Collected data entries:

- Opening Delimiter -

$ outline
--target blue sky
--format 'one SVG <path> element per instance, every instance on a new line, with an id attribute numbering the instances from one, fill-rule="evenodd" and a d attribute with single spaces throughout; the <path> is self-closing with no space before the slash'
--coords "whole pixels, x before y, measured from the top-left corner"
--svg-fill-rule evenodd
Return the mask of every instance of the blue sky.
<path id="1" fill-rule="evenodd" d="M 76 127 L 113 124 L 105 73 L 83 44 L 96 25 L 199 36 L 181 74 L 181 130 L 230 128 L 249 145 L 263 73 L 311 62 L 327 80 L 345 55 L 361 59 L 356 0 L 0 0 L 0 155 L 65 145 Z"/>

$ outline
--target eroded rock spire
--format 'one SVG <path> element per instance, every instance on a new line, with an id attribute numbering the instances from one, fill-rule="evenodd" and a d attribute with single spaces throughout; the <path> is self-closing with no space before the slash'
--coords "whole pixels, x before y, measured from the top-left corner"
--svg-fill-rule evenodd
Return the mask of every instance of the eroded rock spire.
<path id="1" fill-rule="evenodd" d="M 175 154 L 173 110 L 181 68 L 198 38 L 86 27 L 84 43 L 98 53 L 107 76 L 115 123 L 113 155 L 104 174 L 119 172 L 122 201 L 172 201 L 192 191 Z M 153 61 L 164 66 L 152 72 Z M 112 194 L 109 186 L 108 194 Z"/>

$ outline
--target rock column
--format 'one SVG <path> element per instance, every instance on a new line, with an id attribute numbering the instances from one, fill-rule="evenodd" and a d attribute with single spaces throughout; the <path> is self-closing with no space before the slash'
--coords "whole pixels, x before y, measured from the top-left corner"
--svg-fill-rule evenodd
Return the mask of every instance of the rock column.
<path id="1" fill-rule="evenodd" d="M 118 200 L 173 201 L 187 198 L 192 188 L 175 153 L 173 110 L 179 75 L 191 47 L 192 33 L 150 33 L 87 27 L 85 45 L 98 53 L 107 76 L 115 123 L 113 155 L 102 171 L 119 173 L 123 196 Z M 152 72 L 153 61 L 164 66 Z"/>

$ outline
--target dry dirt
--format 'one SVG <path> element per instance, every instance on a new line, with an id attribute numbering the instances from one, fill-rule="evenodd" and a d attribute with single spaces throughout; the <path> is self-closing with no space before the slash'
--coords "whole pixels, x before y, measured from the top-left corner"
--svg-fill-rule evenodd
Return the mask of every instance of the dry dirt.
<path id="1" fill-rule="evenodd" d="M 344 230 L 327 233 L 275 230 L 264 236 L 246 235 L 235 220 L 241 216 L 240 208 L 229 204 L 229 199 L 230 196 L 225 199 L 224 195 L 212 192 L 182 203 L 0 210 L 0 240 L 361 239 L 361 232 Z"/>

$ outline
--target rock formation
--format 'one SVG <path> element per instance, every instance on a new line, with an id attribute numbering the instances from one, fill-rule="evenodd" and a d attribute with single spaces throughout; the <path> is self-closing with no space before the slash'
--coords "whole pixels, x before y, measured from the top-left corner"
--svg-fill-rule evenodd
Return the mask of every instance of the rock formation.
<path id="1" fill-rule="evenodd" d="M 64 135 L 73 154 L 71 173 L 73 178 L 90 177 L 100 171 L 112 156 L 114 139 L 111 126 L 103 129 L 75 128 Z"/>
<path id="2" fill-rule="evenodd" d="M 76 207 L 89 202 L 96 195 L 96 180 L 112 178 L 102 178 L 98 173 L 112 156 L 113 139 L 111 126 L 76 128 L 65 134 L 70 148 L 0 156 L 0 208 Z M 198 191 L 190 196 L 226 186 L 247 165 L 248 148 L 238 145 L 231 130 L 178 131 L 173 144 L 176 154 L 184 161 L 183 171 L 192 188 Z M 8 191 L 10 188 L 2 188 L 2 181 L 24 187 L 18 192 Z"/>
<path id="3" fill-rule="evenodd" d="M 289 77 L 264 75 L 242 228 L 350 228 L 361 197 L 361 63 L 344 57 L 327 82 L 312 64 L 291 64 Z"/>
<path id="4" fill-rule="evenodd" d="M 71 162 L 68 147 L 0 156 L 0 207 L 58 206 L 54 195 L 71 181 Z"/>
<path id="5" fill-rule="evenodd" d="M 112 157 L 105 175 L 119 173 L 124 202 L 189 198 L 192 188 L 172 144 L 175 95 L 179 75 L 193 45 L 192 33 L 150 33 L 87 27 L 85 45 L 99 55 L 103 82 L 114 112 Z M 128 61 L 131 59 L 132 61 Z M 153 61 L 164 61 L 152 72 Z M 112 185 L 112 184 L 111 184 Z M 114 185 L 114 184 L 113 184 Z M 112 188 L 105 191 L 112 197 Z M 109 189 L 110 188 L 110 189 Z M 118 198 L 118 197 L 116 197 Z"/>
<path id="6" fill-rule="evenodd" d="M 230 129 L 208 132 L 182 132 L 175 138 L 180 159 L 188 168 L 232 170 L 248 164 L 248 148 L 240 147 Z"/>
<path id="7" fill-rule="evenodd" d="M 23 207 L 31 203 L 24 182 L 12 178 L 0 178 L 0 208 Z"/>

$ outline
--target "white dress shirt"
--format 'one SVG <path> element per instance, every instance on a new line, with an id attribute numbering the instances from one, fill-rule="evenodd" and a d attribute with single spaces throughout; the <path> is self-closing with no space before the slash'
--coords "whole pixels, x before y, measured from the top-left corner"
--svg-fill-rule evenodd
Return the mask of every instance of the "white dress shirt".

- Closing Delimiter -

Required action:
After reading the data above, print it all again exactly.

Exercise result:
$ outline
--target blue sky
--format 'one SVG <path> element per instance, every instance on a new line, with an id attribute numbering the instances from one, fill-rule="evenodd" and a d attribute with single spaces throughout; the <path> is self-closing with no space before the slash'
--coords "whole pixels, x before y, measured from the top-left corner"
--svg-fill-rule evenodd
Return the mask of every instance of the blue sky.
<path id="1" fill-rule="evenodd" d="M 76 127 L 113 124 L 105 73 L 83 44 L 96 25 L 199 36 L 181 74 L 181 130 L 230 128 L 249 145 L 263 73 L 311 62 L 327 80 L 345 55 L 361 59 L 356 0 L 0 0 L 0 155 L 65 145 Z"/>

$ outline
--target eroded rock spire
--format 'one SVG <path> element per instance, every instance on a new line, with an id attribute numbering the instances from one, fill-rule="evenodd" and a d attribute with single spaces throughout; the <path> is self-closing with no space before the slash'
--coords "whole pixels, x before y, measured from the top-left corner"
--svg-fill-rule evenodd
Return the mask of every instance of the eroded rock spire.
<path id="1" fill-rule="evenodd" d="M 175 154 L 173 110 L 181 68 L 198 38 L 86 27 L 84 43 L 98 53 L 107 76 L 115 123 L 113 155 L 104 174 L 119 172 L 122 201 L 172 201 L 192 191 Z M 153 61 L 164 66 L 152 72 Z M 112 194 L 109 186 L 108 194 Z"/>

$ outline
--target rock column
--format 'one SVG <path> element per instance, every instance on a new line, with an id attribute numbering the instances from one, fill-rule="evenodd" and a d attribute with single spaces throughout; the <path> is self-closing with no space before the slash'
--coords "whole pixels, x before y, measured from the top-left corner"
--svg-fill-rule evenodd
Return the mask of every instance of the rock column.
<path id="1" fill-rule="evenodd" d="M 118 200 L 173 201 L 187 198 L 192 188 L 175 153 L 173 110 L 179 75 L 191 47 L 192 33 L 150 33 L 87 27 L 85 45 L 98 53 L 107 76 L 115 123 L 113 155 L 102 171 L 119 173 L 123 196 Z M 152 72 L 153 61 L 164 66 Z"/>

$ outline
--target dry dirt
--format 'one SVG <path> element per instance, every instance on a new line, with an id attribute numbering the instances from one, fill-rule="evenodd" and a d attribute with single spaces throughout; the <path> is self-closing with no space before the slash'
--coords "whole pixels, x before y, measured from the top-left corner"
--svg-fill-rule evenodd
Return the mask of every instance of the dry dirt.
<path id="1" fill-rule="evenodd" d="M 344 230 L 327 233 L 275 230 L 264 236 L 246 235 L 235 220 L 241 216 L 240 208 L 229 204 L 229 199 L 230 196 L 225 199 L 224 195 L 212 192 L 182 203 L 0 210 L 0 240 L 361 239 L 361 232 Z"/>

$ outline
--target rock formation
--format 'one SVG <path> element per instance, every instance on a new line, with an id attribute numbering the instances from one, fill-rule="evenodd" and a d attribute with single spaces throughout; the <path> is self-closing with no space before the slash'
--coords "whole pixels, x before y, measured from the top-left corner"
--svg-fill-rule evenodd
Return the mask of every instance of the rock formation.
<path id="1" fill-rule="evenodd" d="M 64 135 L 73 154 L 71 173 L 73 178 L 90 177 L 100 171 L 112 156 L 114 139 L 111 126 L 103 129 L 75 128 Z"/>
<path id="2" fill-rule="evenodd" d="M 76 207 L 89 202 L 96 195 L 96 180 L 112 178 L 102 178 L 98 173 L 112 156 L 113 139 L 111 126 L 76 128 L 65 134 L 70 148 L 0 156 L 0 208 Z M 198 191 L 190 196 L 226 186 L 247 165 L 248 148 L 238 145 L 231 130 L 178 131 L 173 144 L 176 154 L 184 161 L 183 171 L 192 188 Z M 8 191 L 10 188 L 2 188 L 2 181 L 24 187 L 18 192 Z"/>
<path id="3" fill-rule="evenodd" d="M 289 77 L 264 75 L 242 228 L 350 228 L 361 197 L 361 63 L 344 57 L 327 82 L 312 64 L 291 64 Z"/>
<path id="4" fill-rule="evenodd" d="M 71 162 L 68 147 L 0 156 L 0 207 L 58 206 L 54 195 L 71 181 Z"/>
<path id="5" fill-rule="evenodd" d="M 112 157 L 105 175 L 119 173 L 124 202 L 189 198 L 192 188 L 172 144 L 175 95 L 179 75 L 193 45 L 192 33 L 150 33 L 87 27 L 85 45 L 99 55 L 103 82 L 114 112 Z M 128 61 L 131 59 L 132 61 Z M 153 61 L 164 61 L 152 72 Z M 112 185 L 112 184 L 111 184 Z M 114 185 L 114 184 L 113 184 Z M 112 188 L 105 191 L 112 197 Z M 109 189 L 110 188 L 110 189 Z M 118 198 L 118 197 L 116 197 Z"/>
<path id="6" fill-rule="evenodd" d="M 230 129 L 208 132 L 182 132 L 175 138 L 180 159 L 188 168 L 232 170 L 248 164 L 248 148 L 240 147 Z"/>
<path id="7" fill-rule="evenodd" d="M 23 207 L 31 203 L 24 182 L 12 178 L 0 178 L 0 208 Z"/>

$ outline
--target "white dress shirt"
--format 'one SVG <path> element per instance, every instance on a new line, with an id attribute numbering the instances from one, fill-rule="evenodd" and a d attribute with single spaces throughout; the <path> is self-closing with no space before the slash'
--coords "whole pixels, x before y, measured from the top-left corner"
--svg-fill-rule evenodd
Return the mask of every instance of the "white dress shirt".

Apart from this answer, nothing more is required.